▶ THE REQUEST
Write out every line from the line with "outstretched arm in the picture above." to the line with "(1184, 531)", both included and not only the answers, and give nothing else. Scale each coordinate in the answers by 1.05 and round it to a whole number, with halves rounded up.

▶ STORED DATA
"""

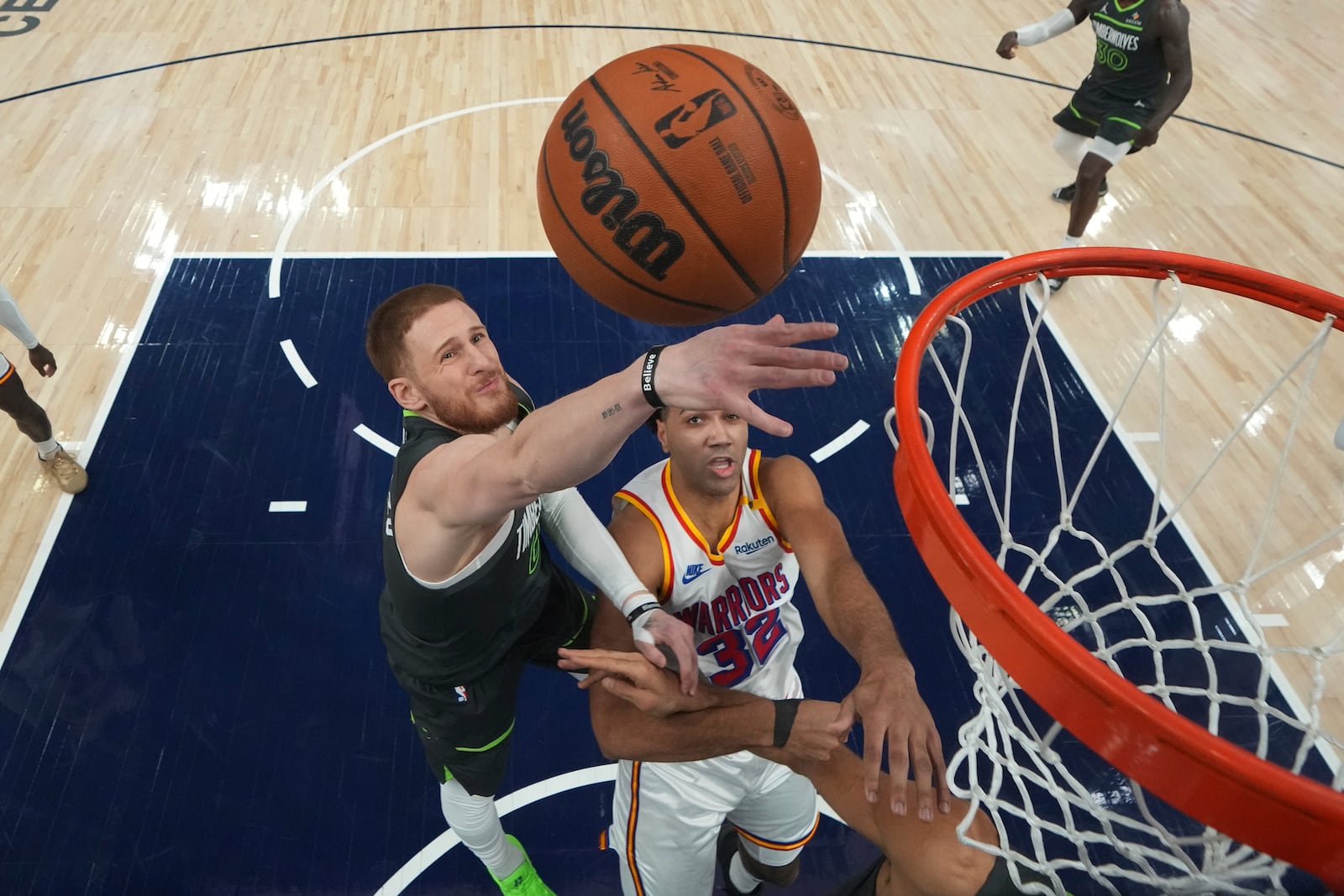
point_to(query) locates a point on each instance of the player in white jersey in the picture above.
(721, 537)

"""
"""

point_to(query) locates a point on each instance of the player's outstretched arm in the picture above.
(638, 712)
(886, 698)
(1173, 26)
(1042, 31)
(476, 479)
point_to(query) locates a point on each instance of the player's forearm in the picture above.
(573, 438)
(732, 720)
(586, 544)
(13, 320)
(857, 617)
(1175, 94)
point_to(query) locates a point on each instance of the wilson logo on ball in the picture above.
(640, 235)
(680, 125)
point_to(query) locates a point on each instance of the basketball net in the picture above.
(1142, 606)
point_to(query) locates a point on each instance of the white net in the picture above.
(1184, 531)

"""

▶ EXERCISE ANSWER
point_to(query) locates a point on each instance of the player's outstretched arm in the picture above.
(670, 748)
(930, 733)
(1232, 27)
(1094, 33)
(500, 503)
point_to(query) locates a point on each instance of the player's forearm in the picture above.
(602, 460)
(769, 756)
(615, 571)
(14, 336)
(900, 648)
(1234, 99)
point_to(query) locates a point on each instance of the wilson logo on ball in the picture above.
(672, 247)
(714, 131)
point_to(query) locates a point on each instance of the basketball net in the picture above.
(1199, 636)
point_to(query) locates a point on each instance of the white net in the picture above.
(1243, 558)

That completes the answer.